■ Do this:
Please find each line in the material below that contains the string "pillow" and copy those lines out. Treat uppercase and lowercase as different.

■ Dataset content:
□ □ □ □ □ □ □

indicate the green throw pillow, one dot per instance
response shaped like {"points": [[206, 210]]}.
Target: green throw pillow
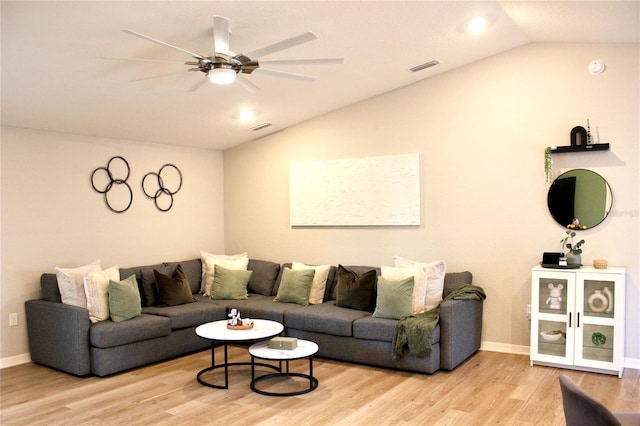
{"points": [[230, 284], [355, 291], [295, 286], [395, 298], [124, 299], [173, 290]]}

□ □ □ □ □ □ □

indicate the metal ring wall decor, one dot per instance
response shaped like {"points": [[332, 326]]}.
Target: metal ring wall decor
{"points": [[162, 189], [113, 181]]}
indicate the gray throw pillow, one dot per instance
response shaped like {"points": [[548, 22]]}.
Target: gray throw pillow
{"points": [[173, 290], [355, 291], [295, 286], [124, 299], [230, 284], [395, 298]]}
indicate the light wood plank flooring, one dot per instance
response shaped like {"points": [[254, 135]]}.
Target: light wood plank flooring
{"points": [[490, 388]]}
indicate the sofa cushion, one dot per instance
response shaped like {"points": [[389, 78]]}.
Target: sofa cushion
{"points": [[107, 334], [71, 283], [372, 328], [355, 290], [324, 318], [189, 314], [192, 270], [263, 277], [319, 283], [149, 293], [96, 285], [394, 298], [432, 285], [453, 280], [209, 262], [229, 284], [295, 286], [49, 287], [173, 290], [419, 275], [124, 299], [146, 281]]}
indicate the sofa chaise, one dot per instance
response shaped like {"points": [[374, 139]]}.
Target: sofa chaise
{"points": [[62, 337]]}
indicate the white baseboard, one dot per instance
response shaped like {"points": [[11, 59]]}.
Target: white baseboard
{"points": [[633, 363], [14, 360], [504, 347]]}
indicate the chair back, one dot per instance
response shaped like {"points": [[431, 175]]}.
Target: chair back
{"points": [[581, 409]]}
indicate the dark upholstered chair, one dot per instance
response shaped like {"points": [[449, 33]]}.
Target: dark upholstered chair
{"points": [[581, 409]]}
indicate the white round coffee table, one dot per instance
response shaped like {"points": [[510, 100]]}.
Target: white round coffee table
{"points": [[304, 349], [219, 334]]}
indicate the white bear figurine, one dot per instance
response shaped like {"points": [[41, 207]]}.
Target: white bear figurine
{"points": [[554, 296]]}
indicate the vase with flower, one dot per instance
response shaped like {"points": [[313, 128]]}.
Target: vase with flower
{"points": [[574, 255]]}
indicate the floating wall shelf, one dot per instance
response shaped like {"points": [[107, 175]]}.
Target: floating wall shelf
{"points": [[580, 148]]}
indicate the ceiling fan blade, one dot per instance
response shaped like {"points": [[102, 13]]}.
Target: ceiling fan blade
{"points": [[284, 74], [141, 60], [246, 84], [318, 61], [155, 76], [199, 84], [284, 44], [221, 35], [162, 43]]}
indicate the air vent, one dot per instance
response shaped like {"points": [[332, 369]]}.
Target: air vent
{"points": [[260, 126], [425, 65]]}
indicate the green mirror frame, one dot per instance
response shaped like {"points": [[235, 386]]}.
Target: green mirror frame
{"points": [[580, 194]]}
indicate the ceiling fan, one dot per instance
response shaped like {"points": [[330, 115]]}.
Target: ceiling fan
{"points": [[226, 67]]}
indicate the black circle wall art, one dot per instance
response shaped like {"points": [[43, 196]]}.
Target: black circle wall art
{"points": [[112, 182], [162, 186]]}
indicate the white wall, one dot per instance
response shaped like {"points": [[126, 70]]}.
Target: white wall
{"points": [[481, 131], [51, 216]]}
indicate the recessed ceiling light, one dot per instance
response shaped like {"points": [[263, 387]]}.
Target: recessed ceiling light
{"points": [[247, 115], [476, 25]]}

□ □ □ □ □ □ □

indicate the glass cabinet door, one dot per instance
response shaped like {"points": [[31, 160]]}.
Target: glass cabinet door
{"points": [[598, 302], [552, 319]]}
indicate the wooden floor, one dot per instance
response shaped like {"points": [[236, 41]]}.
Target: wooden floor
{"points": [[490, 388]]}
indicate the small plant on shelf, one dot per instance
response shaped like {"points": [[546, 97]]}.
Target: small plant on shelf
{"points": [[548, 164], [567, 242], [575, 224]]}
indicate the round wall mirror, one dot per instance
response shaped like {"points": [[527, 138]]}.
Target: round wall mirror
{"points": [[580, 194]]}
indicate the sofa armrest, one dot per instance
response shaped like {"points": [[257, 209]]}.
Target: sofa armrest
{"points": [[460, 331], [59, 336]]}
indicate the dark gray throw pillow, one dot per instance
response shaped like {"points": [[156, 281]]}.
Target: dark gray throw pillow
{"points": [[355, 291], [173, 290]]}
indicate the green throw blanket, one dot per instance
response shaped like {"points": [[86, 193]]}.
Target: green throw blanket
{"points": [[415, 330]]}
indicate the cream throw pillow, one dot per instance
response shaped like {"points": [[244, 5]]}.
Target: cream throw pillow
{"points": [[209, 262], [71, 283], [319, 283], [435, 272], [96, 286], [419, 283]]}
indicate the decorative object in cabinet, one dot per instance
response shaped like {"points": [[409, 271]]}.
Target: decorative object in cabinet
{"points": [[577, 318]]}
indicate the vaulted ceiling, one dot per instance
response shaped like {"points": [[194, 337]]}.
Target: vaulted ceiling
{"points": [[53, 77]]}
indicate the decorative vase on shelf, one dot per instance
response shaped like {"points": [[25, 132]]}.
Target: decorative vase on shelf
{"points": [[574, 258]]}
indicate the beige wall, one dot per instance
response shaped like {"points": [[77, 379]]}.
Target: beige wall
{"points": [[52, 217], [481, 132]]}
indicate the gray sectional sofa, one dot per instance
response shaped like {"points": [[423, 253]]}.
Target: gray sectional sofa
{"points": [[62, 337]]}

□ □ □ □ □ □ □

■ Written response:
indicate the green throw pillow, one dot per instance
Target: green throw pillow
indicate the gray throw pillow, one dot per instance
Target: gray throw pillow
indicate the dark gray throw pillow, one dot per instance
Target: dark gray throw pillow
indicate the cream throw pillow, one dot per instance
Target: cream throw pillow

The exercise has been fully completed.